● **Set problem**
Rewrite the lines below from the one containing "find the dry" through the one containing "[0,586,1166,896]", inclusive, changing "dead branch pile" to "heap of fallen branches" and leaving everything else the same.

● **Entries shown**

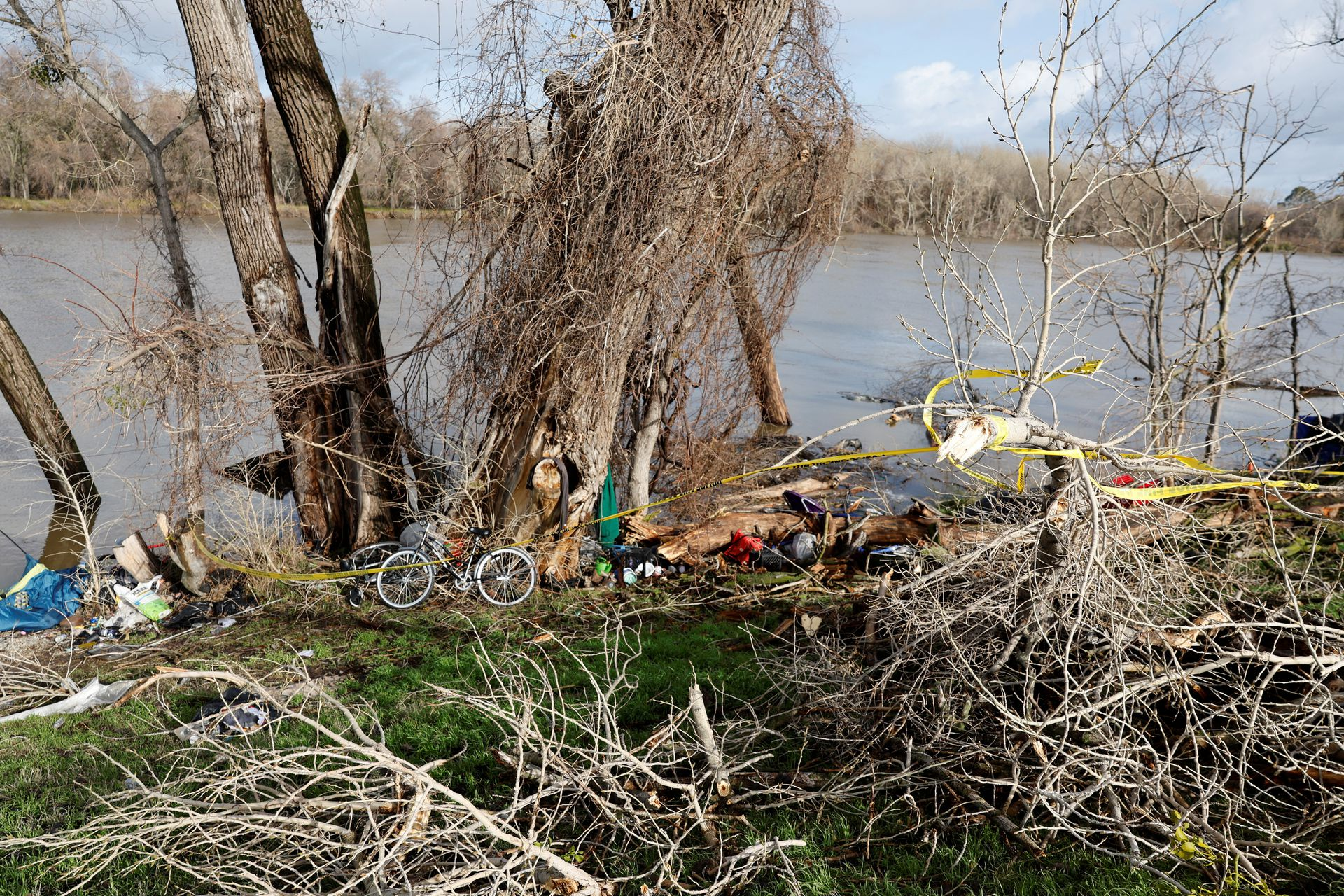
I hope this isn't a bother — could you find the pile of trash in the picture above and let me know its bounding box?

...

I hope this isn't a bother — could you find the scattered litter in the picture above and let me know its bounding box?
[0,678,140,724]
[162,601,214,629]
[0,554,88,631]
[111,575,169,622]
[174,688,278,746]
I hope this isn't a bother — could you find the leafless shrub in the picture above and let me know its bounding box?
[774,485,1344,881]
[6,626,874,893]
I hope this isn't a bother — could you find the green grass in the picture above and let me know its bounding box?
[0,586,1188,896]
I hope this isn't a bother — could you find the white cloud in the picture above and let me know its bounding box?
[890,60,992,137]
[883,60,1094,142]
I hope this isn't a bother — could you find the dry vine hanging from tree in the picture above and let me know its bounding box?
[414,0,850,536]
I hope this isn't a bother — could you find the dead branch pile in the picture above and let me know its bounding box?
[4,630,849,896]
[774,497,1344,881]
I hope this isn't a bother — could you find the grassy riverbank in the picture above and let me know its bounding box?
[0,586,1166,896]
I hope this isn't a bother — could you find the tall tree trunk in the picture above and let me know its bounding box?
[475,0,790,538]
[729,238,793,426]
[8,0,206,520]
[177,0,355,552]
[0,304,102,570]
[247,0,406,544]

---

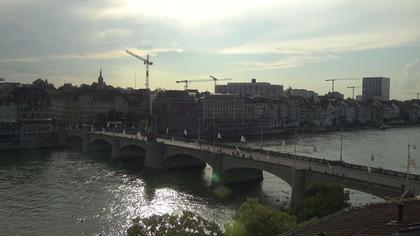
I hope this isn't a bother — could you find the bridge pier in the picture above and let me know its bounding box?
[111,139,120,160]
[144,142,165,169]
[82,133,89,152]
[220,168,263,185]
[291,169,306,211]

● **Solution for this task**
I hope this isn't a bother — could you find the dry vine hanging from tree in the picture above and let me know its bounding box?
[414,0,850,536]
I hope this isn't a bother — could you find the heap of fallen branches in the picture above and let me know its bounding box?
[4,630,849,896]
[774,497,1344,881]
I hope this isn't a bother — could you find the grassy riverbank in the picture above and let me know its bounding box?
[0,586,1166,896]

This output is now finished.